_Data supplied:_

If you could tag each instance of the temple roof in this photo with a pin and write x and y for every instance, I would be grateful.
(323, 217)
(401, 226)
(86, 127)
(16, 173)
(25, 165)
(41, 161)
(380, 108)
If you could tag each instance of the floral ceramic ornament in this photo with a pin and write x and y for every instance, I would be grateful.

_What to produce:_ Scale all of the rows above. Reproduce every line, including the requests, but multiply each x and y coordinate in the answers by 1.4 and round to whole numbers, with halves rounding up.

_Exercise result:_
If you could tag each instance of the temple roof in this photo with a pin and write x and y for every instance, I would be grateful.
(452, 304)
(561, 316)
(120, 178)
(22, 242)
(35, 231)
(57, 225)
(532, 151)
If you could tag each instance of the floral ceramic ornament in this photo with a pin and write x and y for every instance, I would be grateful.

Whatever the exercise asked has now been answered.